## WORK INSTRUCTIONS
Give back every entry below, exactly as written.

─── RECORDS FOR THE TASK

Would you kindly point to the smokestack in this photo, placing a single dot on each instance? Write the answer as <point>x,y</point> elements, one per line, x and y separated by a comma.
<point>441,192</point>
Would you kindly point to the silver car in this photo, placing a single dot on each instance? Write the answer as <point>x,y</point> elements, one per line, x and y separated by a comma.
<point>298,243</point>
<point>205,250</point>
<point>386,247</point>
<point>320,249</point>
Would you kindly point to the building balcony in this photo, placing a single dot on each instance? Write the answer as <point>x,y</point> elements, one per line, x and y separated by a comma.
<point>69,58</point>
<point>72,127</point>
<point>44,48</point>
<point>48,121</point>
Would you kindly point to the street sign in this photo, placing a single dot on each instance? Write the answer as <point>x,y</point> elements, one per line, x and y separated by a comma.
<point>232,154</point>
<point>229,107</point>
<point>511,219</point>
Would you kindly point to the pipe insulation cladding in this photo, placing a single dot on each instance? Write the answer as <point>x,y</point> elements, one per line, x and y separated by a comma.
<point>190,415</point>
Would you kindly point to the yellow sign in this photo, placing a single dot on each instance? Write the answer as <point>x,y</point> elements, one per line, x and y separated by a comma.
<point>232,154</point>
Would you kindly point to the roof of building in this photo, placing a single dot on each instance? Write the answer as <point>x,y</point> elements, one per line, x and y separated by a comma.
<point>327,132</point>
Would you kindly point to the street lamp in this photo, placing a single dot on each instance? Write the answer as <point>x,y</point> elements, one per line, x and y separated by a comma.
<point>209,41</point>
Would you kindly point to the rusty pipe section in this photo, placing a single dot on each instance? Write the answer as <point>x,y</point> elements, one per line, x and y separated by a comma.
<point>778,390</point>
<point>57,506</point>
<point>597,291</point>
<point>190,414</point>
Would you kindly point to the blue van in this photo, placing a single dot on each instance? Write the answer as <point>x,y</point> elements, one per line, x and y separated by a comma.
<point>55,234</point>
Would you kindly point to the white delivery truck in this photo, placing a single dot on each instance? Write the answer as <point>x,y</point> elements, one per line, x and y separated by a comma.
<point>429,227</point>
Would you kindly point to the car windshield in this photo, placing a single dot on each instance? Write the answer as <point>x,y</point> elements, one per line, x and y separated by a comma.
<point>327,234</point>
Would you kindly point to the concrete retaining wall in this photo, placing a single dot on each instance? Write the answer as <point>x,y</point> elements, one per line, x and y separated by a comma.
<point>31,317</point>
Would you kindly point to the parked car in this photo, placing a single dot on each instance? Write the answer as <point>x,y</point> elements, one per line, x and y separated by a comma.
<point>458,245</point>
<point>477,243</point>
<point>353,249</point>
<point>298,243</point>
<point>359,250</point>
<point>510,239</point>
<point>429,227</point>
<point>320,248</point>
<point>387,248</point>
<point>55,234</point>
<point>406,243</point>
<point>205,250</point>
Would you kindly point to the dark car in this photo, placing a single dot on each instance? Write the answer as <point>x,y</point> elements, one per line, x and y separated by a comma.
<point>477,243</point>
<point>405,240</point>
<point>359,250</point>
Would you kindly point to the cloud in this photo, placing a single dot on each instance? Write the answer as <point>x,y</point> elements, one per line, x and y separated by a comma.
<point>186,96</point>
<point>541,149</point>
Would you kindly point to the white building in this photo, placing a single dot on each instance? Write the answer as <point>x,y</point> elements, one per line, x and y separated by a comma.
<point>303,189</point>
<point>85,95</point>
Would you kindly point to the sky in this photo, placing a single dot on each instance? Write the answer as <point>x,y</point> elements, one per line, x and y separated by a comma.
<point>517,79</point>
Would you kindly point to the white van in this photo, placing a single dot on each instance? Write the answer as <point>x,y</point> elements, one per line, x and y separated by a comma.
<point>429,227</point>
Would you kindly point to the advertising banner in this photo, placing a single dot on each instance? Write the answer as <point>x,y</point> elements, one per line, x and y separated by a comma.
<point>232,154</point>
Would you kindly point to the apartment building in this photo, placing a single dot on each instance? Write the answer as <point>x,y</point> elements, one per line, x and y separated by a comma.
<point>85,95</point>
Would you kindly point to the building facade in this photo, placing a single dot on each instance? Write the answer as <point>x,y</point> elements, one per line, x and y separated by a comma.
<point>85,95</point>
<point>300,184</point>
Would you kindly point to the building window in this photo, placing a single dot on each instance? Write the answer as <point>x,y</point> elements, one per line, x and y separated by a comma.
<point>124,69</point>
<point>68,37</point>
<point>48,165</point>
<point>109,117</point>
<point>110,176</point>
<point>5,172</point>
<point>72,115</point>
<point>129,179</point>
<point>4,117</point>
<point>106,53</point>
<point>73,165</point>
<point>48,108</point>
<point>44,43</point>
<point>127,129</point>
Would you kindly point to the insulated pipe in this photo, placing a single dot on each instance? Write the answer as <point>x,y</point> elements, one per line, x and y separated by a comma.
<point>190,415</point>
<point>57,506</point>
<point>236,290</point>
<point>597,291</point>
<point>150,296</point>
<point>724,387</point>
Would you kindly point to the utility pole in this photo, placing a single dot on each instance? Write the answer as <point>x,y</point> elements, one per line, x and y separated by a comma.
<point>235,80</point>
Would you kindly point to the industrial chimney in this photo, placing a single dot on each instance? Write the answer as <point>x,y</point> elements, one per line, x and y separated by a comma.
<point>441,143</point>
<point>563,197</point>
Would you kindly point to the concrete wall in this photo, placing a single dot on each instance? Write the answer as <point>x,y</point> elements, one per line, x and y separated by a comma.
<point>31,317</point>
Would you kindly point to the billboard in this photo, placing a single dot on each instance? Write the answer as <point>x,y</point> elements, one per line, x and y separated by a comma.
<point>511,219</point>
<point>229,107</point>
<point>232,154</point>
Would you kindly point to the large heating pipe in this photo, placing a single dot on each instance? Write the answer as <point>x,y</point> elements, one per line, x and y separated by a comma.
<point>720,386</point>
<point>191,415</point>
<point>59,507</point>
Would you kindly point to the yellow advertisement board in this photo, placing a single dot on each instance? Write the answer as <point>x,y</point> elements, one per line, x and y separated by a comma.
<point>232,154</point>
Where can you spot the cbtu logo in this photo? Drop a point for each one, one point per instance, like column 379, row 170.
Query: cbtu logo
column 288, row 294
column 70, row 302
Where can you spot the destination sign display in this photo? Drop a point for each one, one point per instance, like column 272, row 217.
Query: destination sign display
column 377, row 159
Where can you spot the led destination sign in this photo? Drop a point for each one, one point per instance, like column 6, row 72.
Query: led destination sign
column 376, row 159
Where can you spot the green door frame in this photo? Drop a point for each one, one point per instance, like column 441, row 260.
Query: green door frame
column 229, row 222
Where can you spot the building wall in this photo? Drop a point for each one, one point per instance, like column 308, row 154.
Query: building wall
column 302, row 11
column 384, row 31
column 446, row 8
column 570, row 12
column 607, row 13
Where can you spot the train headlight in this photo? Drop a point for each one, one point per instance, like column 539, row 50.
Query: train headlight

──────

## RESULT FOR THIS TASK
Would you kindly point to the smokestack in this photo, placing a single dot on each instance? Write the answer as <point>x,y</point> elements, one per line, x and y separated by a comma.
<point>441,192</point>
Would you kindly point to the silver car in this photo, placing a single dot on each instance? Write the answer as <point>x,y</point> elements, one per line, x and y separated by a comma.
<point>298,243</point>
<point>205,250</point>
<point>386,247</point>
<point>320,249</point>
Would you kindly point to the building balcony in this photo, placing a single dot on each instance? Write the answer as <point>x,y</point> elements, one per line, x and y separated by a comma.
<point>69,58</point>
<point>72,127</point>
<point>44,48</point>
<point>48,121</point>
Would you kindly point to the street sign in this photo, placing a single dot on each instance? Write the answer as <point>x,y</point> elements, one per line, x and y separated by a comma.
<point>232,154</point>
<point>229,107</point>
<point>511,219</point>
Would you kindly point to the pipe insulation cladding in this photo, placing a single dot on each instance? Write the answer as <point>x,y</point> elements, one per line, x and y separated by a comma.
<point>190,415</point>
Would you kindly point to the yellow sign in this photo, placing a single dot on each instance? Write the answer as <point>x,y</point> elements, one per line, x and y separated by a comma.
<point>232,154</point>
Would you kindly point to the roof of building in this photo, placing a single dot on each instance? Write the answer as <point>x,y</point> elements, one per line, x and y separated by a comma.
<point>327,132</point>
Would you kindly point to the street lamp in this photo, placing a single dot on each instance? Write the answer as <point>x,y</point> elements, one per line, x and y separated by a comma.
<point>209,41</point>
Would you kindly point to the rusty pipe section in this photo, placing a single dot on each instance? Write the answer as <point>x,y</point> elements, one per line, x and y separated by a comma.
<point>778,390</point>
<point>57,506</point>
<point>597,291</point>
<point>190,414</point>
Would you kindly point to the blue van in this photo, placing a single dot on each instance? Write the answer as <point>x,y</point> elements, one per line, x and y separated by a comma.
<point>55,234</point>
Would you kindly point to the white delivery truck in this photo, placing a single dot on each instance? Write the answer as <point>x,y</point> elements, one per line, x and y separated by a comma.
<point>429,227</point>
Would you kindly point to the car windshield in this photo, placing a single dot on each instance? Write the answer as <point>x,y</point> elements, one per line, x and y separated by a comma.
<point>327,234</point>
Would you kindly point to the concrete retaining wall in this photo, placing a single dot on each instance? Write the answer as <point>x,y</point> elements, one per line, x and y separated by a comma.
<point>31,317</point>
Would you kindly point to the parked car in this photo, placing a single dot on each instance? Write the answer as <point>x,y</point> elements, one per line, x and y separated by a comma.
<point>458,245</point>
<point>477,243</point>
<point>353,249</point>
<point>298,243</point>
<point>359,250</point>
<point>510,239</point>
<point>429,227</point>
<point>320,248</point>
<point>387,248</point>
<point>55,234</point>
<point>406,243</point>
<point>205,250</point>
Would you kindly point to the dark car in this photo, placing a single dot on each instance? Write the answer as <point>x,y</point> elements, one per line, x and y separated by a comma.
<point>477,243</point>
<point>405,240</point>
<point>359,250</point>
Would you kindly point to the cloud in this photo, placing a single dot on each instance? Write the answer as <point>x,y</point> elements, one per line, x and y separated by a comma.
<point>186,96</point>
<point>541,149</point>
Would you kindly point to the white building in this photo, placing a single dot on each instance? Write the answer as <point>x,y</point> elements, one per line, x and y separated by a comma.
<point>303,189</point>
<point>85,95</point>
Would you kindly point to the sky in this photo, placing a single dot on each instance? Write the answer as <point>x,y</point> elements, one per line, x and y separated by a comma.
<point>517,79</point>
Would you kindly point to the white van in this photo, placing a single dot on each instance? Write the answer as <point>x,y</point> elements, one per line, x and y separated by a comma.
<point>429,227</point>
Would you kindly point to the advertising banner in this photo, placing a single dot on each instance? Write the answer as <point>x,y</point> elements, one per line, x and y separated by a comma.
<point>232,154</point>
Would you kindly point to the apartment building in this photo, placing a single dot on each instance? Write the answer as <point>x,y</point> elements, one per line, x and y separated by a comma.
<point>85,95</point>
Would you kindly point to the building facade in this photo, placing a single dot on each instance? Write the answer as <point>x,y</point> elements, one per line, x and y separated by a comma.
<point>85,95</point>
<point>300,184</point>
Would you kindly point to the building window in this photo, placing a single dot on each instance? Write the answer as <point>x,y</point> elements, one per line, x and y separated by a comma.
<point>124,69</point>
<point>68,37</point>
<point>48,165</point>
<point>109,117</point>
<point>110,176</point>
<point>5,172</point>
<point>72,115</point>
<point>129,179</point>
<point>4,117</point>
<point>106,53</point>
<point>73,165</point>
<point>48,108</point>
<point>44,43</point>
<point>127,129</point>
Would you kindly point to the insulated pipe in this photo, placing a single dot on each instance? Write the answer as <point>x,y</point> elements, one per line, x and y separated by a comma.
<point>190,415</point>
<point>57,506</point>
<point>236,290</point>
<point>597,291</point>
<point>150,296</point>
<point>724,387</point>
Would you kindly point to the utility pole in this photo, placing a single dot on each instance? Write the answer as <point>x,y</point> elements, one per line, x and y separated by a comma.
<point>235,80</point>
Would you kindly point to the industrial chimney in this photo, placing a single dot on each instance? Write the answer as <point>x,y</point> elements, one per line, x and y separated by a comma.
<point>441,143</point>
<point>563,197</point>
Would you kindly point to the concrete wall in this photo, placing a single dot on each instance? Write the answer as <point>x,y</point> elements, one per line, x and y separated by a comma.
<point>31,317</point>
Would you kindly point to the billboard in this photo, placing a single dot on each instance? Write the answer as <point>x,y</point> elements, one per line, x and y separated by a comma.
<point>511,219</point>
<point>229,107</point>
<point>232,154</point>
Would you kindly point to the large heating pipe in this photo, placing a single dot on each instance? Write the answer as <point>x,y</point> elements, one per line, x and y separated by a comma.
<point>720,386</point>
<point>191,415</point>
<point>59,507</point>
Would you kindly point to the yellow advertisement board in this photo, placing a single dot on each instance? Write the answer as <point>x,y</point> elements, one per line, x and y separated by a comma.
<point>232,154</point>
Where can you spot the cbtu logo in this photo? Drop a point for each one, one point per instance, like column 379, row 170.
Query: cbtu logo
column 288, row 294
column 70, row 302
Where can you spot the destination sign display in this photo? Drop a point for each one, one point per instance, like column 272, row 217.
Query: destination sign display
column 377, row 159
Where can you spot the led destination sign in this photo? Drop a point for each one, one point per instance, like column 6, row 72.
Query: led destination sign
column 376, row 159
Where can you spot the green door frame in this photo? Drop a point for each one, one point per instance, like column 441, row 260.
Query: green door frame
column 229, row 222
Where can you spot the building wall in this photo? Drop a point for each one, one point per instance, like column 308, row 154.
Query: building wall
column 302, row 11
column 384, row 31
column 446, row 8
column 570, row 12
column 607, row 13
Where can you spot the train headlight in this photo? Drop a point for each one, one point per instance, like column 539, row 50.
Query: train headlight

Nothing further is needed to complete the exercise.